(AUFGABE A):
Zeigen Sie jede Zeile der Datensätze, in der das Wort „array“ vorkommt.

Als holzaffiner Mensch fühlt man sich hier geborgen. Der Gang durch 6100 m3 Holz ist sogar erstaunlicher, als anfänglich erwartet. Denn: Wer bereits das mächtige Holzbauprojekt in der Wiener Wagramer Straße aus nächster Nähe kennt, ist einiges gewohnt. Der Bau an der Via Cenni in Mailand setzt doch deutlich noch „was drauf“. Vier neungeschossige Holztürme mit je 27m Höhe sind hier entstanden. Sie werden von zweigeschossigen Holzbauten verbunden und formen zusammen auf über 10.000 m2 Nutzfläche den bisher größten Holzbaukomplex in Europa. Der Bau soll als sozialer Wohnbau dienen, beherbergt 124 Wohnungen zwischen 50 und 100 m2 und bietet in den Erdgeschossen auch Platz für Geschäfte und Zentren des gemeinsamen Lebens.

(AUFGABE B):
Wie viele Wohnungen beherbergt laut dem Textauszug der Bau an der Via Cenni in Mailand?

(DATENSÄTZE):
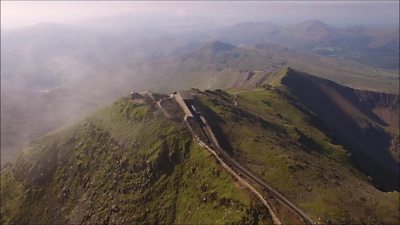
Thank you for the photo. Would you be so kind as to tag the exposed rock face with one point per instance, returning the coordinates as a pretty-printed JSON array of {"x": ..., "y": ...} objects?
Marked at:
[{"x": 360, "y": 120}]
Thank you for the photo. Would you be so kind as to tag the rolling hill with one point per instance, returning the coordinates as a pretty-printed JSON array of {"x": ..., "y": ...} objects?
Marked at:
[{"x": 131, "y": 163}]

---

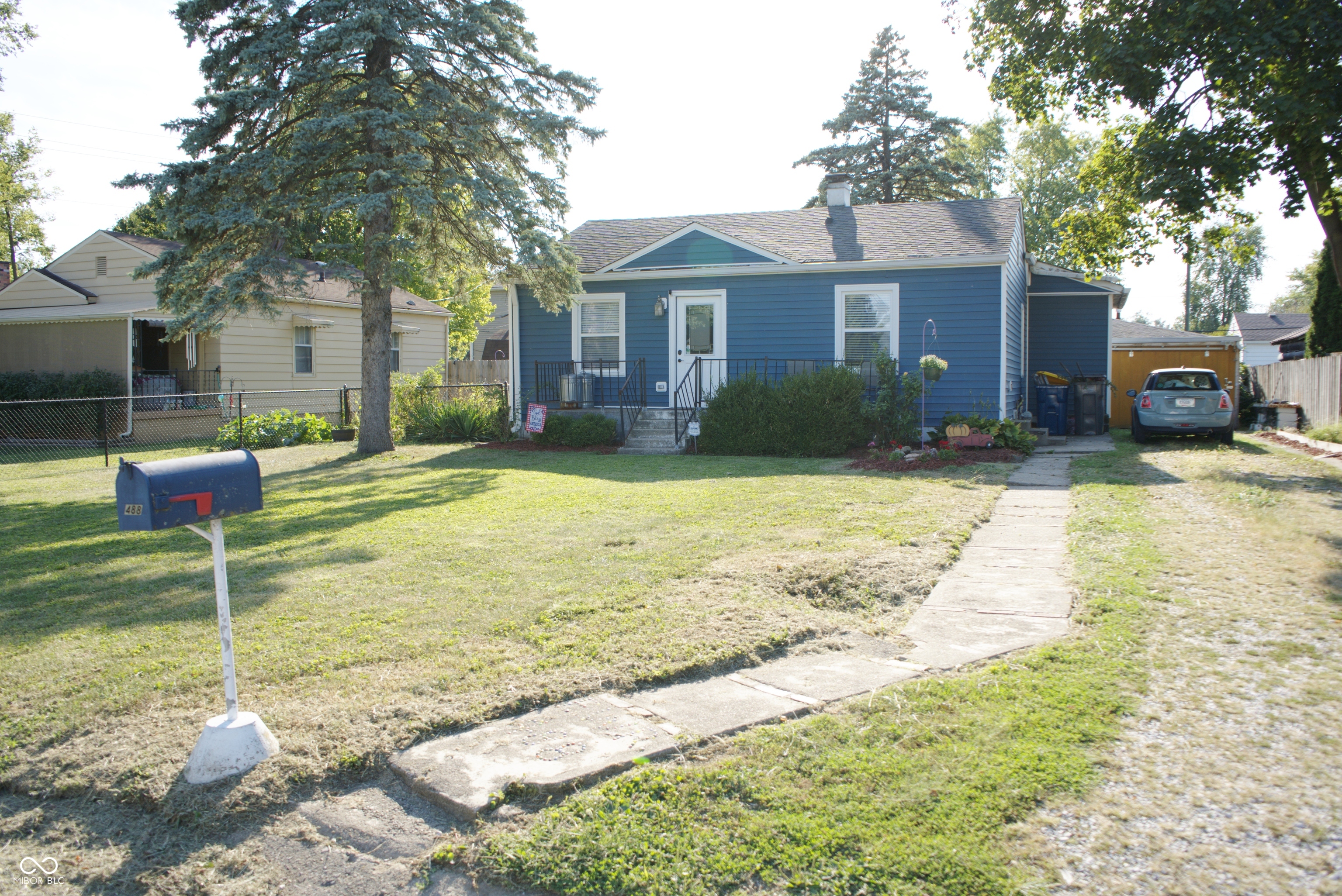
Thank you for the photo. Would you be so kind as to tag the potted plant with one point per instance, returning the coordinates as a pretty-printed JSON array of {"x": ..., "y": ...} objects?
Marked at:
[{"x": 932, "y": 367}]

(ANTWORT A):
Thank you for the photo. Would you be so kind as to tag the exposed rock face with one point per instance, returning the coordinates as a pretty-printed JSON array of {"x": ..., "y": ...} objects?
Thank you for the photo. Would you be so kind as to tag the rolling hill with one point per instance, returning the coordinates as a pretty-printed JSON array of {"x": ..., "y": ...} objects?
Thank you for the photo. Would you be so kind as to tag the potted plant with one point per instance, returning the coordinates as a pretty-printed JSON array of {"x": ..., "y": ...} objects?

(ANTWORT B):
124 Wohnungen zwischen 50 und 100 m2.